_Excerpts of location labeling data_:
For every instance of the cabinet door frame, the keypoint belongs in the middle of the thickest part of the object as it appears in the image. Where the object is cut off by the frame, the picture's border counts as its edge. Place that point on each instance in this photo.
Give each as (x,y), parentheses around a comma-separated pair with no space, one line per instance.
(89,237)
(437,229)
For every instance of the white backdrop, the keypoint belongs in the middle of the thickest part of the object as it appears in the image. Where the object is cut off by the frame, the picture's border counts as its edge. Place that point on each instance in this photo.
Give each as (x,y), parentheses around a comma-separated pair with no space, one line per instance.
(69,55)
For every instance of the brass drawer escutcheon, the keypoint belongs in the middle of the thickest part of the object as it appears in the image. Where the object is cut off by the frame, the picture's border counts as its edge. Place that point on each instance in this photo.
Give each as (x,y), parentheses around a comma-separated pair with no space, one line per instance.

_WORK TO BE COMPLETED_: Give a word-for-word copy of the records.

_OUTPUT FOR THIS TASK_:
For every instance of the cabinet door frame, the keypoint belongs in the middle of the thickest part of the object as it appears in the image. Where the object is cut off by the frame, the picture's border counts as its edge. Place that point on each instance in this photo.
Give each as (x,y), parentheses around a comma-separated pair with no space, one line per instance.
(89,237)
(437,229)
For every instance of the white backdrop, the keypoint belongs in the middle of the thickest part of the object as it appears in the image. Where the object is cut off by the frame, the picture's border counts as its edge. Place that point on each instance in this photo.
Give each as (x,y), parentheses around a comma-separated pair with no space, one line per instance.
(69,55)
For every instance of the brass drawer escutcheon, the keypoint belongs in the middle of the thickest part of the object as it appears in the image. Where the object is cut off by the frame, the picture's border counts as its edge. Place that point on each instance in this photo.
Give each as (x,y), parentheses around a comma-separated pair with no space, one line per instance.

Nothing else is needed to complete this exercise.